We chose that the parameters in Table 1 are uniformly sampled with exception of the laser energy E L, which we sampled following a square root scale and the mixture was varied in discrete steps. This type of sampling results in significantly more simulations with low a 0 than with high a 0. To deal with this, we forced additional simulations onto dedicated intervals of a 0. Although the laser focus-FWHM is technically not relevant in the 1D case, we sampled it nonetheless such that together with the sampled laser energy and pulse length, the correct a 0 was written in the input file. This also ensures comparability with higher-order simulations and experimental data.
2.2.4. Simulation Statistics
We used the setup described above to create a dataset of simulations for our subsequent surrogate model. All parameters were stochastically sampled and their combination can be thought of as a sparse grid. The Virgo cluster employs the Simple Linux Utility for Resource Management (SLURM) [Reference Yoo, Jette and Grondona26] to schedule incoming jobs where up to 10 000 jobs can be added to the queue simultaneously. The jobs were queued using a script to sample a certain number of parameter combinations and then start a simulation job for each of them. The number of simulations varies between the different species. There were 508 200 simulations for hydrogen and 762 426 simulations for deuterium, resulting in a total of 1 270 626 simulations. However, the precise number of simulations is not crucial, as long as the number of simulations is in a similar order of magnitude, the results should be comparable. The reduced model, which utilizes only the pure H2O data without D2O component, was trained on a subset of the full dataset with 68 973 entries accordingly.
2.2.5. Limitations of 1.5D PIC
We used 1.5D simulations as mentioned earlier. These low-dimensional simulations do have some drawbacks. While they, together with our introduced transversal Lorentz boost method (Appendix C), are capable of describing several effects, some are not possible. The main limitation is created by the expansion of the plasma behind the target. In one spatial dimension, no transversal drift of the particles is possible, therefore also no decay of space charge effects exists. The expansion continues until infinity if it is not stopped. Even though we introduced an effective acceleration time t acc, this problem persists. Since we keep both setup and method constant, the relative behavior of the cut-off energies can still be taken into account, but the absolute value is overestimated. This overestimation is predictable and when applied makes the models directly comparable. Lécz et al. [Reference Lécz, Boine-Frankenheim and Kornilov27] have shown that the acceleration time t acc cuts off the spectrum, such that it is a good approximation of 2D simulations. The simulations have been verified with experiments as well, which have shown that the bias can be mitigated. Furthermore, Sinigardi et al. [Reference Sinigardi, Babaei and Turchetti28] have shown further scalings between 2D and 3D cut-off energies. Taking both arguments into account, we can deduce that there is a constant scaling factor from 1D to real-world experiments and also to 3D simulations. Similarly, because of the lack of transversal particle movement, we cannot evaluate divergence opening angles in a 1D simulation.

__Written exercise 1__: Condense the paragraph in the simulation excerpt that begins "We used the setup described above" into a short bulleted list that keeps its main facts.
__Written exercise 2__:
Answer these questions using the simulation excerpt:
(a) Which parameter was sampled on a square root scale rather than uniformly?
(b) How many simulations were run for deuterium?
(c) What cannot be evaluated in a 1D simulation because particles cannot move transversally?
__Written exercise 3__: Pick up the simulation excerpt after its final sentence and continue it.
The listing placed after the simulation excerpt is not needed.

Saved data entries:
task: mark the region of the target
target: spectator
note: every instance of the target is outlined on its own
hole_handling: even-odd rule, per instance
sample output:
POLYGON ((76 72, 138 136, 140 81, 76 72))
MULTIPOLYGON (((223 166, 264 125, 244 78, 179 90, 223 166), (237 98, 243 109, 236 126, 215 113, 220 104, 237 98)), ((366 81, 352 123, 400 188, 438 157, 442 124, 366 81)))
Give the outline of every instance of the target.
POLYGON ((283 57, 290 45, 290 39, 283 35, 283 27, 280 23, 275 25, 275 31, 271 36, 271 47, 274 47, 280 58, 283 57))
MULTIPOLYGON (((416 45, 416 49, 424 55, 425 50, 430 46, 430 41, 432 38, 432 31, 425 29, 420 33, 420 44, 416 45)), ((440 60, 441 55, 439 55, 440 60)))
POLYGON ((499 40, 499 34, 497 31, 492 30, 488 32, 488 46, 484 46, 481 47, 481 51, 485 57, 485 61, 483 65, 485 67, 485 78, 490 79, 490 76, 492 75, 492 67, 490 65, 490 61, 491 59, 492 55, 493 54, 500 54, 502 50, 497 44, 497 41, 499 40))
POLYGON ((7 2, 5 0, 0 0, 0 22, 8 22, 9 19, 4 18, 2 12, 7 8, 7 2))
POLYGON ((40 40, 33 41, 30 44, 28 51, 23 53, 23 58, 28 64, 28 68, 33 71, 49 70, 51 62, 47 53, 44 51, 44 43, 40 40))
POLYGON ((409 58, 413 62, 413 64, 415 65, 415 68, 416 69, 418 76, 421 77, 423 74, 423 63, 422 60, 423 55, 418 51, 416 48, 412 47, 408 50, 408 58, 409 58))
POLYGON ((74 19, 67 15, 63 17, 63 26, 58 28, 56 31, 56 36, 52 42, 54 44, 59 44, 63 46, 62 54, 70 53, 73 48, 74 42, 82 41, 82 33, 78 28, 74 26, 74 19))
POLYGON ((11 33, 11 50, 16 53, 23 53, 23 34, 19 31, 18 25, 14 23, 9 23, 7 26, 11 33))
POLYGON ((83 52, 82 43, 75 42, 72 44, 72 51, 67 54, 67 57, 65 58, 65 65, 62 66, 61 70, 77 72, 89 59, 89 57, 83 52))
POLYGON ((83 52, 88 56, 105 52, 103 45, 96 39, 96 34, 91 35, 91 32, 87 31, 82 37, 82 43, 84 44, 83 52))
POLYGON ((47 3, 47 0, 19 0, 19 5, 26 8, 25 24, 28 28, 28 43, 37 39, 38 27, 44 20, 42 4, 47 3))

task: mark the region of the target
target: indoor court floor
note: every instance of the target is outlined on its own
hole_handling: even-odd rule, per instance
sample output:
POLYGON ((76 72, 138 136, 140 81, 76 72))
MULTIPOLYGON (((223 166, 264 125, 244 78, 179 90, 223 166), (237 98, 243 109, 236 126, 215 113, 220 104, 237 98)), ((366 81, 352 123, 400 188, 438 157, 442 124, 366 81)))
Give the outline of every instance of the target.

...

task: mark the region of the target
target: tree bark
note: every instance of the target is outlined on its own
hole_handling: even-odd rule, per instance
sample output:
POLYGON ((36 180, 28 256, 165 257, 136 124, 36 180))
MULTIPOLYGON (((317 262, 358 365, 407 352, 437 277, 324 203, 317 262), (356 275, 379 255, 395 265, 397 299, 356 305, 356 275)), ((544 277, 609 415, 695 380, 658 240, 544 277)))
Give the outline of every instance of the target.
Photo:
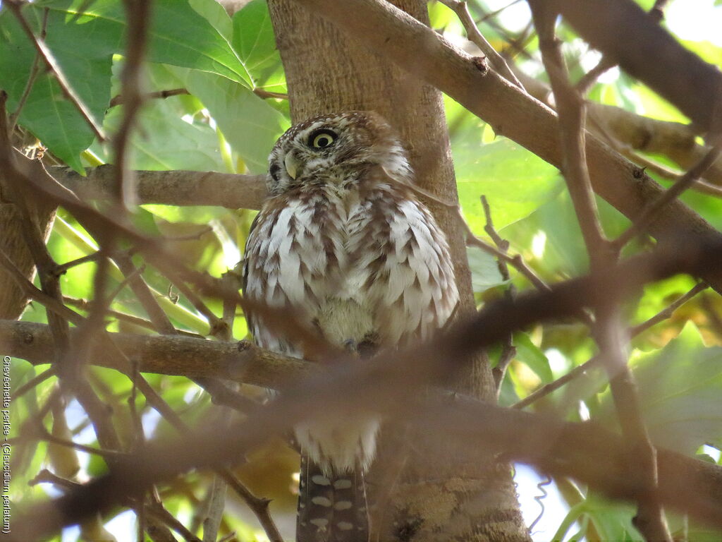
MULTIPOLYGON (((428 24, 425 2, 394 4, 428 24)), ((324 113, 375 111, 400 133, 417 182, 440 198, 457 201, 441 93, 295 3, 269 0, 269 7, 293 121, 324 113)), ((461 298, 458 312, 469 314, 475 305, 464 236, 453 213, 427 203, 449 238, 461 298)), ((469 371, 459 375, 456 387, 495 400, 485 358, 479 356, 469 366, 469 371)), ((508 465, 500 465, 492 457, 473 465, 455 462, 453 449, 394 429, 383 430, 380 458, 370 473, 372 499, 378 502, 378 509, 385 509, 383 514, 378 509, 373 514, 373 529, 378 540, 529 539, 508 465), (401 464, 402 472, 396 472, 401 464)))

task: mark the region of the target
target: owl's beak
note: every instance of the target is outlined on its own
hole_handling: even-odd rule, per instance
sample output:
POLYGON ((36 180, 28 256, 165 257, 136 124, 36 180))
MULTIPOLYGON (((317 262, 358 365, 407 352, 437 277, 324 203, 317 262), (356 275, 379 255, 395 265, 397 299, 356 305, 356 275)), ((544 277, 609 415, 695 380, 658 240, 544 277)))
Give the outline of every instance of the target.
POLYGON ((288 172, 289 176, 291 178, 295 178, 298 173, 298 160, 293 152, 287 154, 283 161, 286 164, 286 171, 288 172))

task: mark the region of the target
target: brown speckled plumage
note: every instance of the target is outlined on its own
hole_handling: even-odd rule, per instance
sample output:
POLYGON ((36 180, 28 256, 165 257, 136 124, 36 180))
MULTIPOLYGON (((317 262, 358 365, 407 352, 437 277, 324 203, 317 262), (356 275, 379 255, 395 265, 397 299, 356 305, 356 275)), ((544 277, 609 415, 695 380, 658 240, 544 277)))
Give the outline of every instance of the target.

__Task result 1__:
- The setup produced a dataset of simulations for the subsequent surrogate model.
- All parameters were stochastically sampled, and their combinations can be viewed as a sparse grid.
- The Virgo cluster schedules jobs with SLURM and allows up to 10 000 jobs in the queue at once.
- A script sampled parameter combinations and started a simulation job for each one.
- The dataset contains 508 200 hydrogen simulations and 762 426 deuterium simulations, for 1 270 626 in total.
- The exact count is not crucial; results should be comparable if the number stays within a similar order of magnitude.
- The reduced model uses only pure H2O data without a D2O component and was trained on a subset of 68 973 entries.

__Task result 2__:
(a) The laser energy E L.
(b) 762 426.
(c) Divergence opening angles.

__Task result 3__:
2.2.6. Data Discussion by Example
We display an example of the spatial distribution from the simulations in Figure 3. An example of the energy spectrum is already displayed in Figure 1.
Firstly, in this simulation, we assumed that the target consists of regular water and is fully ionized by the implied laser prepulse. Thus, the three species (e−, H+, and O8+) are initialized with a density ratio of 10: 2: 1, respectively, such that overall neutrality is conserved. We display the species’ positions at t = t acc in Figure 3.
In this simulation, the laser incidence angle is 0°, the target thickness is 2 μm, and the dimensionless laser amplitude is a 0 = 20. We observe the two ion species, H+ and O8+, at t = t acc. The figures show that the species have different positions at the measured time, which means that the species are accelerated separately by the sheath field.
The ion front position at the acceleration time for different species varies due to the different charge and mass values as mentioned in Section 2.1. Calculating the expected variation, following the relation from Huebl et al., for only fully ionized oxygen and hydrogen present, yields a scaling factor of . The corresponding factor from Figure 3 is , where the uncertainty results from the binning.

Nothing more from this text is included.